## PAGE
+--

Oracle：如何更新表中的“过时”日期？

Question

Our use case :

For table USERS :

update all rows (set value 'N' for column ACTIVE ) in case when user was inactive (column 'LAST_VISIT' ) more that 60 minutes.

Google helped me to find how to obtain current time in db (I use Oracle ):

SELECT sysdate FROM dual;

Then I found the way how to find the difference in minutes between two dates:

SELECT(date1 - date2)*1440

Looks like a little bit ugly... but ok.

Now, I am trying to combine all together:

UPDATE USERS u 
SET ACTIVE='N' 
WHERE  SELECT((SELECT sysdate FROM dual) - u.LAST_VISIT)*1440 >60;

Could you please review my final query.

Is it ok? Or, maybe, it is possible to optimize it?

+--

## DATA SUPPLIED
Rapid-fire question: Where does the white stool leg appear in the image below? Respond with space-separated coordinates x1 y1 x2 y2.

+--

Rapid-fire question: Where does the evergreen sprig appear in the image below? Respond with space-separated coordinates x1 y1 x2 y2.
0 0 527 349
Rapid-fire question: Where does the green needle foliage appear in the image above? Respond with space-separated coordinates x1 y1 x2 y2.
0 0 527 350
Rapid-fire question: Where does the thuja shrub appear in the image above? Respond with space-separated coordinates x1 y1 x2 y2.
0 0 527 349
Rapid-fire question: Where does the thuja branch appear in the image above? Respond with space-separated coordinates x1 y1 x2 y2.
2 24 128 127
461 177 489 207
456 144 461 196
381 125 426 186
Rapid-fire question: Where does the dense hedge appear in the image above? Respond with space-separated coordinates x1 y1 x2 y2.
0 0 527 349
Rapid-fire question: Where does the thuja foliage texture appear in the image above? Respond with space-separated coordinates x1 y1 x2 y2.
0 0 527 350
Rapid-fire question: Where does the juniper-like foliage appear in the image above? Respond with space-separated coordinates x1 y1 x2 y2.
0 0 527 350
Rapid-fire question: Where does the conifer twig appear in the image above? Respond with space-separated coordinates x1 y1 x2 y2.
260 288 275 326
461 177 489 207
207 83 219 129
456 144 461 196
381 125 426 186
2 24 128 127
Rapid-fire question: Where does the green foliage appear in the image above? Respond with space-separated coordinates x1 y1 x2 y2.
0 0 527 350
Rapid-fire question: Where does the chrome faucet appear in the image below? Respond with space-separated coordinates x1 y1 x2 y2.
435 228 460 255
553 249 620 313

+--

## DIRECTION 1
List every piece of SQL code that appears in the Oracle question above, giving each one in full.
## DIRECTION 2
Write the next part of the Oracle question about updating outdated dates, starting right after its last line.

## EXPECTED OUTPUT 1
SELECT sysdate FROM dual;

SELECT(date1 - date2)*1440

UPDATE USERS u
SET ACTIVE='N'
WHERE  SELECT((SELECT sysdate FROM dual) - u.LAST_VISIT)*1440 >60;

## EXPECTED OUTPUT 2
Answer 1

You can simplify the query

UPDATE users u
   SET active = 'N'
 WHERE u.last_visit < sysdate - interval '1' hour;

If there is an index on last_visit that can be used for the query (because the predicate is sufficiently selective), this query can potentially use that index.

Answer 2

Justin's answer is very good, but it will probably update too many rows. You should add an extra condition to the where clause:

UPDATE users u
   SET active = 'N'
    WHERE active <> 'N' AND u.last_visit < sysdate - interval '1' hour;

This saves the attempted update for users who are already inactive. (Note: this version assumes that active does not take the value of NULL .)